Entries shown:
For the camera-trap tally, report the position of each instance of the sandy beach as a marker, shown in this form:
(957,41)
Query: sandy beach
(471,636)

---

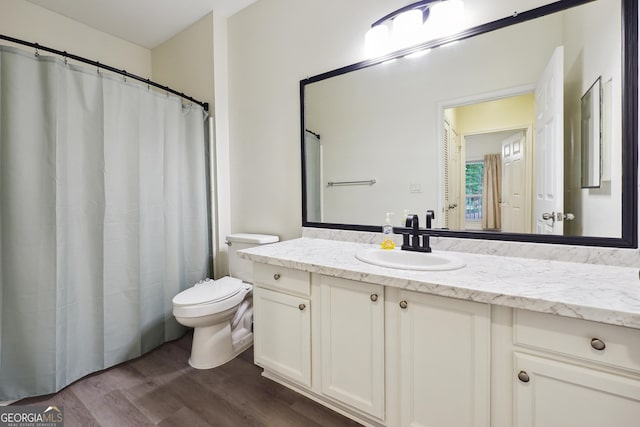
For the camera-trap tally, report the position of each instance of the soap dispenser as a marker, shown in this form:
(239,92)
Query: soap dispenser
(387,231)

...

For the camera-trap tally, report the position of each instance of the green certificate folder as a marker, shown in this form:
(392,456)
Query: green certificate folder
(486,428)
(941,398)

Required task: Which lines in the data contain the string "tally", with case counting? Copy each of those lines in full.

Exercise output:
For the camera-trap tally, report the position of each instance of the sandy beach as a marker, shown in this form:
For the camera-trap tally, report the position of each instance of the soap dispenser as a marker, shown in this form:
For the camera-trap tally, report the position of each instance of the green certificate folder as a marker, shown in this form:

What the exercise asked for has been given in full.